▸ Task item
In full and without alteration, output each record given here.

- Opening Delimiter -

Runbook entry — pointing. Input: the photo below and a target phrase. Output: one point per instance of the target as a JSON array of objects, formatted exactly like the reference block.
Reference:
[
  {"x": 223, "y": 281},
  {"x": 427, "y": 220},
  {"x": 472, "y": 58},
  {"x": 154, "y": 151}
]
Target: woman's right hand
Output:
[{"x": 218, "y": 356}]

- Closing Delimiter -

▸ Exercise solution
Runbook entry — pointing. Input: the photo below and a target phrase. Output: one point per instance of the target as a JSON array of objects, formatted exactly like the reference block.
Reference:
[
  {"x": 223, "y": 281},
  {"x": 427, "y": 220},
  {"x": 472, "y": 58},
  {"x": 154, "y": 151}
]
Target: woman's right hand
Output:
[{"x": 218, "y": 356}]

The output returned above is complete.